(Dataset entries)
'''
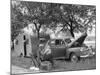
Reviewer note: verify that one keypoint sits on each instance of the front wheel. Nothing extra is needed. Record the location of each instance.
(74, 58)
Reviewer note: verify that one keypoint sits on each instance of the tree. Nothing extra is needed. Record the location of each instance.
(78, 17)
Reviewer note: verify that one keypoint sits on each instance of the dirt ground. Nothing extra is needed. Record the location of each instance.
(22, 65)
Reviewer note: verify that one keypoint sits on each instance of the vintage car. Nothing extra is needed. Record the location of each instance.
(65, 49)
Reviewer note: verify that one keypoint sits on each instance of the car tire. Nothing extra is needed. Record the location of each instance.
(74, 58)
(46, 65)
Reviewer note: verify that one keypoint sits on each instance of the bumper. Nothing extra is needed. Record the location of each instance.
(88, 55)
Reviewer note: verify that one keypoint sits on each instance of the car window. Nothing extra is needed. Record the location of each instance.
(59, 42)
'''
## Exercise aim
The required output is the line containing "the car window." through the last line of the records above, each copied exactly and nothing more.

## Task result
Reviewer note: verify that one keypoint sits on each instance of the car window. Nothing extra is needed. Record the location of each instance.
(59, 42)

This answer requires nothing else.